*INSTRUCTIONS*:
1: In the research workflow passage, what do low scores on surprise or actionability indicate?
2: Copy a section of the research workflow passage word for word, starting at the words "Report the scores" and ending after the words "for library insertion.".

*SOURCE PASSAGE*:
________
Report the scores honestly. Low scores on surprise or actionability are useful signals — they indicate the research question may need reframing.
Phase 5b: Library Update
Log this execution and update the workflow library:
# Log the execution
sqlite3 research-workflows/workflows.db "INSERT INTO executions (task_description, task_scope, task_domain_structure, task_evidence_type, task_time_horizon, task_fidelity, score_coherence, score_grounding, score_compression, score_surprise, score_actionability, score_composite) VALUES ('<description>', <scope>, <domain>, <evidence>, <horizon>, <fidelity>, <coherence>, <grounding>, <compression>, <surprise>, <actionability>, <composite>);"
If composite score exceeds the current occupant of this behavioral region, the composed workflow becomes a candidate for library insertion.
Phase 6: Output
## Research: [Topic]
### Characterization
Scope: [1-5] | Domain: [1-5] | Evidence: [1-5] | Horizon: [1-5] | Fidelity: [1-5]
### Strategy
[Which archetypes were combined and why]
### Findings
[Structured findings — use headers, tables, or lists as appropriate]
### Quality Assessment
Coherence: [0-1] | Grounding: [0-1] | Compression: [0-1] | Surprise: [0-1] | Actionability: [0-1]
### Key Takeaway
[Single paragraph — the compressed thesis]
### Recommended Next Steps
[What to do with these findings]
________
[Location annotation dataset excerpts]
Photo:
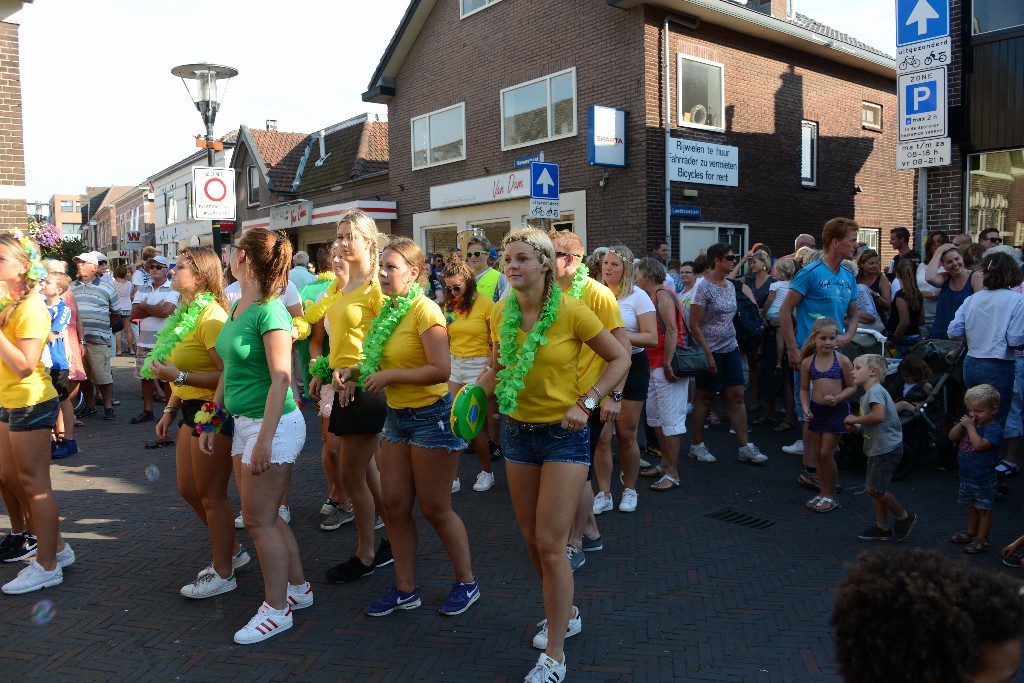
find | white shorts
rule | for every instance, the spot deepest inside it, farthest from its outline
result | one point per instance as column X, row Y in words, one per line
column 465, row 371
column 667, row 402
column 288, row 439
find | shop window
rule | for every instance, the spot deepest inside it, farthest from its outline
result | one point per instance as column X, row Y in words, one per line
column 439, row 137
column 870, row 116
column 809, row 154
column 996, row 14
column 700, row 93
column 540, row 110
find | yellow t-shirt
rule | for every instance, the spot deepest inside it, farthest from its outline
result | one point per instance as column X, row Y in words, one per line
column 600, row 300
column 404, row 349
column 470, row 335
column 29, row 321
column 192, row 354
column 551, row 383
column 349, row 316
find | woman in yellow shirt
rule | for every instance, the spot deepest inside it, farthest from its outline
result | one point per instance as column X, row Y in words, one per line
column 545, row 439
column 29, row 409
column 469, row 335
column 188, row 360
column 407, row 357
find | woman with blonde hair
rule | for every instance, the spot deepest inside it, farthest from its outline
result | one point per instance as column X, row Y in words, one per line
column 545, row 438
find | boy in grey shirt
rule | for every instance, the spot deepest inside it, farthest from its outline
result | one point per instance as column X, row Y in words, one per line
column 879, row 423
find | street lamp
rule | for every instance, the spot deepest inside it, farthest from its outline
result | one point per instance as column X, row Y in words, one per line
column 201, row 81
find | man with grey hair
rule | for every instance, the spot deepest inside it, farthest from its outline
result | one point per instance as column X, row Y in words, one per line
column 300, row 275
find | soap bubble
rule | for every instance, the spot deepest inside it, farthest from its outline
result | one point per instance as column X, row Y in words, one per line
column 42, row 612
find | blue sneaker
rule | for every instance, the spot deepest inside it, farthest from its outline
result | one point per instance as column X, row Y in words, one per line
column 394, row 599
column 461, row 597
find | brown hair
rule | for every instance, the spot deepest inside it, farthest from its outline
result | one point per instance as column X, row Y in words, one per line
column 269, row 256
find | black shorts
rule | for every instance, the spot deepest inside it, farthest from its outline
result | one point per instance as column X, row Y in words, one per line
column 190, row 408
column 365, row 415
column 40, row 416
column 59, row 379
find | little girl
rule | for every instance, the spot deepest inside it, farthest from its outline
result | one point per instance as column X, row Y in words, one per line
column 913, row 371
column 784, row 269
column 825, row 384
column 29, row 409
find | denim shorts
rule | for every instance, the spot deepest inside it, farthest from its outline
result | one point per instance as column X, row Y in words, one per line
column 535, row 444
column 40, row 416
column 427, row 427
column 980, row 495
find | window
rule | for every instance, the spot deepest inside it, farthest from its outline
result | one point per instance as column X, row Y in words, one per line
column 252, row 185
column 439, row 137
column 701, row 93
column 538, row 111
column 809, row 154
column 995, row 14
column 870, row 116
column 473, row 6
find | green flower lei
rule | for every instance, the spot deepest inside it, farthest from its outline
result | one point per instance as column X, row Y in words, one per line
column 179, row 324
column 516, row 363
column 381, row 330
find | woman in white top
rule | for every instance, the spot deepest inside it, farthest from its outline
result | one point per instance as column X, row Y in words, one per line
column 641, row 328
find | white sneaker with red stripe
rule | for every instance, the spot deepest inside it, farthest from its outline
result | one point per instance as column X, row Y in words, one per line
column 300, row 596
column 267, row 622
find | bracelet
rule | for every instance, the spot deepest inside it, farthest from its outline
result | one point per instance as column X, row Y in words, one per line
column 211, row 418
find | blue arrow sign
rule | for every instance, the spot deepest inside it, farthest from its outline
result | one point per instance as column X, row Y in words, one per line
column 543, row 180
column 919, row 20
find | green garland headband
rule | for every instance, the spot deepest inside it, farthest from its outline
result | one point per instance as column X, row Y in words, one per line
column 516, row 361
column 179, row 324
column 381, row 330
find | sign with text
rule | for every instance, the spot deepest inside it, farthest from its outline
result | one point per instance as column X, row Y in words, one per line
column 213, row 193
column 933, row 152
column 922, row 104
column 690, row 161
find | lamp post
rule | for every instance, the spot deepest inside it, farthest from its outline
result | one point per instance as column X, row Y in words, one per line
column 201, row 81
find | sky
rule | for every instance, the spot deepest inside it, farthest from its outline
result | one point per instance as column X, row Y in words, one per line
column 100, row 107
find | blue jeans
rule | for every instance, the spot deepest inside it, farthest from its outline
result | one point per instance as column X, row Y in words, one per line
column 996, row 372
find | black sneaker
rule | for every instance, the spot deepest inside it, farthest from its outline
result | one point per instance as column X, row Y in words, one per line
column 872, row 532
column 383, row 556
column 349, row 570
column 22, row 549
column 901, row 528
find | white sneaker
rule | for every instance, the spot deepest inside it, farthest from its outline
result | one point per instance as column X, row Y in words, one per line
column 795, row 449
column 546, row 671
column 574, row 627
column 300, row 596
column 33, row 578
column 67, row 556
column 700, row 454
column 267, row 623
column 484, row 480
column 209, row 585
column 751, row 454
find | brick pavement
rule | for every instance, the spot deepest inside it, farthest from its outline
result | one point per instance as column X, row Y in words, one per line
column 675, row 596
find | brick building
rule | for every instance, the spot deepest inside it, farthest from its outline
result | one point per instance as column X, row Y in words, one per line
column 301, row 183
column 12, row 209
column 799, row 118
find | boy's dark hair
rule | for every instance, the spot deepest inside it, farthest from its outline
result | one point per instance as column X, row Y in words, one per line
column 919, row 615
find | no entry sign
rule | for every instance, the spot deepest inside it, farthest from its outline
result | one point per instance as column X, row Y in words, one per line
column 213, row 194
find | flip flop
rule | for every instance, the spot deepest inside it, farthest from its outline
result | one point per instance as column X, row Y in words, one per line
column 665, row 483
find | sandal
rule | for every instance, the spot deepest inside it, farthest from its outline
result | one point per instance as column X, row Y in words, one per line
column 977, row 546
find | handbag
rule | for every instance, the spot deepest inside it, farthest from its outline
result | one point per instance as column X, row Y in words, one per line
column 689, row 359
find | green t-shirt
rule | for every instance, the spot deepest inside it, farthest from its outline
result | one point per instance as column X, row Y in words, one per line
________
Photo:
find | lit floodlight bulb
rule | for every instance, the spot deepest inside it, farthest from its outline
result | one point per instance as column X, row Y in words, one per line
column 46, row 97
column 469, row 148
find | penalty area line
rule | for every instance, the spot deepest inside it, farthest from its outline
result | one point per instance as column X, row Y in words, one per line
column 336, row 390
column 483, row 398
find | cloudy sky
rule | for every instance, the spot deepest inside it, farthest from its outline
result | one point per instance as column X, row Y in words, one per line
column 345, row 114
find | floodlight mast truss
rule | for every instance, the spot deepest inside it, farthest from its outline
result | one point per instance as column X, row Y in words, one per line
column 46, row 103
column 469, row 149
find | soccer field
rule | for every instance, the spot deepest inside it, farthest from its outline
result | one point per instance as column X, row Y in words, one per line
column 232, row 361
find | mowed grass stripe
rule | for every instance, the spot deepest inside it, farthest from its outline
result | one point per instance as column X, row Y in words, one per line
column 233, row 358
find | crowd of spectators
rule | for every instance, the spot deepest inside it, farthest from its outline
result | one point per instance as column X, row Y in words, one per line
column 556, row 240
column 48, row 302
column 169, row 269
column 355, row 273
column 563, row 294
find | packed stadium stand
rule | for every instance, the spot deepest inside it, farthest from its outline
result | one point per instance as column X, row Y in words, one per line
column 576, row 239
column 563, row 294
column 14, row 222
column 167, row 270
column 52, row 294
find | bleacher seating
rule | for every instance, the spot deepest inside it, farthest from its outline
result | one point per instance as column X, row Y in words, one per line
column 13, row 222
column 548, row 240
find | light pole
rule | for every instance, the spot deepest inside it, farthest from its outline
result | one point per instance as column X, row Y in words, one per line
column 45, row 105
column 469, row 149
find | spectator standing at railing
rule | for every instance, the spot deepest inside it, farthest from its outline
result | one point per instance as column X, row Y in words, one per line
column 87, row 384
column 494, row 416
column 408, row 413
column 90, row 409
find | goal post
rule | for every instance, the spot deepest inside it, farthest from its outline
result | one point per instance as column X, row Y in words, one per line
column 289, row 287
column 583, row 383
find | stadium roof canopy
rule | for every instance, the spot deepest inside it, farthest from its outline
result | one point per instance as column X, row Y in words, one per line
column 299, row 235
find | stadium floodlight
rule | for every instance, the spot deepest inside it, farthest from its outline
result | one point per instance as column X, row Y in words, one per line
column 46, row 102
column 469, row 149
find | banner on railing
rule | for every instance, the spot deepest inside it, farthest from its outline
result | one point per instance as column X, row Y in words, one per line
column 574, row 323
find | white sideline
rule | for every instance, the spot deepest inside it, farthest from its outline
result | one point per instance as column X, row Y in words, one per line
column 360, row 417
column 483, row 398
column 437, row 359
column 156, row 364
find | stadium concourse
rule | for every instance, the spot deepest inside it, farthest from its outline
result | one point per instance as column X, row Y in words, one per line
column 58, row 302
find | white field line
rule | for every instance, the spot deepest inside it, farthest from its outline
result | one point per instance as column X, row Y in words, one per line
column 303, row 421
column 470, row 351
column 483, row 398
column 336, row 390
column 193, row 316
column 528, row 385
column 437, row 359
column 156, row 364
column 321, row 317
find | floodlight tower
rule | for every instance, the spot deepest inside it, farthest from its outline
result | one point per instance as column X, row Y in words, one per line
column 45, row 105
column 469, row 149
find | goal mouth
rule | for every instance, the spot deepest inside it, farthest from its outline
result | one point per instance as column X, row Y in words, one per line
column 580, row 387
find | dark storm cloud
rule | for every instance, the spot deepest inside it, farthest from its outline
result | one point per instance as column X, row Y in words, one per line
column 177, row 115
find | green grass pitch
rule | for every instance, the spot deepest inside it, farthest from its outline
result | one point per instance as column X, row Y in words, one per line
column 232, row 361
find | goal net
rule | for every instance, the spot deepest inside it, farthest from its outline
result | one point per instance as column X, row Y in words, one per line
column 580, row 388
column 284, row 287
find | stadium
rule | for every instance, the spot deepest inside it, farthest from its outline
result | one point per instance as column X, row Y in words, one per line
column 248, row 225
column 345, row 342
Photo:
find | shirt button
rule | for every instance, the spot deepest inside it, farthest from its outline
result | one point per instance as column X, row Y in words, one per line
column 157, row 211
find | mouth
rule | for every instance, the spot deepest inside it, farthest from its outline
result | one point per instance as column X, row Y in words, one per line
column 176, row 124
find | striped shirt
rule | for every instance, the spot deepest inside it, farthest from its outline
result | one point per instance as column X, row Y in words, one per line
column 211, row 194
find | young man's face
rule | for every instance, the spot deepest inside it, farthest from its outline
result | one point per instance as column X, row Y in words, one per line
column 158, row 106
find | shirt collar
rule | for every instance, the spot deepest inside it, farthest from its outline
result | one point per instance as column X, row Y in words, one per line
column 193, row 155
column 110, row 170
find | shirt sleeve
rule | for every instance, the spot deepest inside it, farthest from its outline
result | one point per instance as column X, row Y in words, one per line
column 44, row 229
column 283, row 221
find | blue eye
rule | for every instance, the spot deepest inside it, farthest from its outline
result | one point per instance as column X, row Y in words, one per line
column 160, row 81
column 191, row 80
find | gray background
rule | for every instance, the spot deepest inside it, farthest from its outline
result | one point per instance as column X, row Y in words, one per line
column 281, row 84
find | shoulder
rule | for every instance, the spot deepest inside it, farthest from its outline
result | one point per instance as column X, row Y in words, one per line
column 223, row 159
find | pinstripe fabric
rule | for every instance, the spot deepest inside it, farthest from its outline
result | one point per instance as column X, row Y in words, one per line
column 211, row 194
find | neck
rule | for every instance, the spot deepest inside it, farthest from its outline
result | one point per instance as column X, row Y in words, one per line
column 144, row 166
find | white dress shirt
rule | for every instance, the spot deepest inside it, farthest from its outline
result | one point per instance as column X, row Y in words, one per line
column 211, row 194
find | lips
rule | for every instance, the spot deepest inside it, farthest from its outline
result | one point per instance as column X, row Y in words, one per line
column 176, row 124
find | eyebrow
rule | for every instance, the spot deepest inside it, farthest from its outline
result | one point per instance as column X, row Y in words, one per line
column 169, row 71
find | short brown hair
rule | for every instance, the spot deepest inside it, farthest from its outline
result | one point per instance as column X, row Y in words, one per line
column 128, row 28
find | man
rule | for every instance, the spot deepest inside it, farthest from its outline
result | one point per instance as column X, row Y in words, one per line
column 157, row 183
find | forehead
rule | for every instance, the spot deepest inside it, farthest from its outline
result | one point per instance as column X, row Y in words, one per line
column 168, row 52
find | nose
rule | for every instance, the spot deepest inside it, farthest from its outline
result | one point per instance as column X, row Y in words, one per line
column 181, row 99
________
*PER-TASK OUTPUTS*:
1: They indicate that the research question may need reframing.

2:
Report the scores honestly. Low scores on surprise or actionability are useful signals — they indicate the research question may need reframing.
Phase 5b: Library Update
Log this execution and update the workflow library:
# Log the execution
sqlite3 research-workflows/workflows.db "INSERT INTO executions (task_description, task_scope, task_domain_structure, task_evidence_type, task_time_horizon, task_fidelity, score_coherence, score_grounding, score_compression, score_surprise, score_actionability, score_composite) VALUES ('<description>', <scope>, <domain>, <evidence>, <horizon>, <fidelity>, <coherence>, <grounding>, <compression>, <surprise>, <actionability>, <composite>);"
If composite score exceeds the current occupant of this behavioral region, the composed workflow becomes a candidate for library insertion.